Page text =
▶

A recent report, obtained exclusively by Al Arabiya, projects a massive spread of COVID-19 in Lebanon. The forecast put in place by an international medical NGO, in early March, calculates that hundreds of thousands are at risk of infection. However, strict confinement measures imposed by the government have led to a downward revision of projections. These measures will continue curb projections, for as long as they are strictly implemented.
An internal report by the international organization Medecins Sans Frontieres (MSF), was provided to Al Arabiya by a source in the medical aid community. The report from early March, which was not intended for public release, projected that in the best conditions 638,074 people out of Lebanon 6 million population-including Syrian and Palestinian refugees – could be infected by COVID-19 over a five-month period.
Krystel Moussally, regional epidemiologist for MSF who was contacted by Al Arabiya to comment on the leaked report explains that it was developed to plan the emergency response and that figures are now dated.

◀

Data for analysis =
▶

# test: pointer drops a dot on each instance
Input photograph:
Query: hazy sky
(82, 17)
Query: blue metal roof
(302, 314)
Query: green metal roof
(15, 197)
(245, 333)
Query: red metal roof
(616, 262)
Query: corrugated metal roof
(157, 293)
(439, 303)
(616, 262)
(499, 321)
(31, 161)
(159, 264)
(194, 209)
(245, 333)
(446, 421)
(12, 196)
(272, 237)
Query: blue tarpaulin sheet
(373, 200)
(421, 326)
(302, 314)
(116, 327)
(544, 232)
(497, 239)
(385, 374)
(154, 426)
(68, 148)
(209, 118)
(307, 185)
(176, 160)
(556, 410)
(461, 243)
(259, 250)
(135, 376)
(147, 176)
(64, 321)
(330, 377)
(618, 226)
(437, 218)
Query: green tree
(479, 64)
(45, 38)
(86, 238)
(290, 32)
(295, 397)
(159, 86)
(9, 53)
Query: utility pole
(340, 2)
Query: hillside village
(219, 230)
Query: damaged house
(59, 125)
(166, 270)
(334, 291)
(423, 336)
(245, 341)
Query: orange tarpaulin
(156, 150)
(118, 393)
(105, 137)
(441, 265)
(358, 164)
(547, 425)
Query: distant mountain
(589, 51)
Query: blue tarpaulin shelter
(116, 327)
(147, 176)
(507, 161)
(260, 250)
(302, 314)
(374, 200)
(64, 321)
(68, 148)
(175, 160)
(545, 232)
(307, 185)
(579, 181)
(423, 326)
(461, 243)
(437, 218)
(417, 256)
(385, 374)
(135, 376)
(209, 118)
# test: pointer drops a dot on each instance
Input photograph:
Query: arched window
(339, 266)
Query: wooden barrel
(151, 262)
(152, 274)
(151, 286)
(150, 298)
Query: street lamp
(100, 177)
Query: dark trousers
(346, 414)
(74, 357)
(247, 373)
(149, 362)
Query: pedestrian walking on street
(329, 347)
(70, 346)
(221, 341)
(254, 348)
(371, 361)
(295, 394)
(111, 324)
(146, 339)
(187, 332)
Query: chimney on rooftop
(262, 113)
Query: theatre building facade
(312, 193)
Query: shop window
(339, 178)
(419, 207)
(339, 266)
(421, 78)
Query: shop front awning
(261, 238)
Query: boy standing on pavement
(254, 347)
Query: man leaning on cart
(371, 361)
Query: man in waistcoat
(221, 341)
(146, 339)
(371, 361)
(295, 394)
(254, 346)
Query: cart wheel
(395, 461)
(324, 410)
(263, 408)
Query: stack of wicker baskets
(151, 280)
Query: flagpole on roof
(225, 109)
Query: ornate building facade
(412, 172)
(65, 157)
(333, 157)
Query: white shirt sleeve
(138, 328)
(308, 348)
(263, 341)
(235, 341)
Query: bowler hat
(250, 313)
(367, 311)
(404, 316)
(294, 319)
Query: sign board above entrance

◀

Exercise aim = In the text on COVID-19 in Lebanon, how many people did the early-March MSF report project could be infected over five months in the best conditions? Please answer in a few words.

Exercise answer = 638,074 people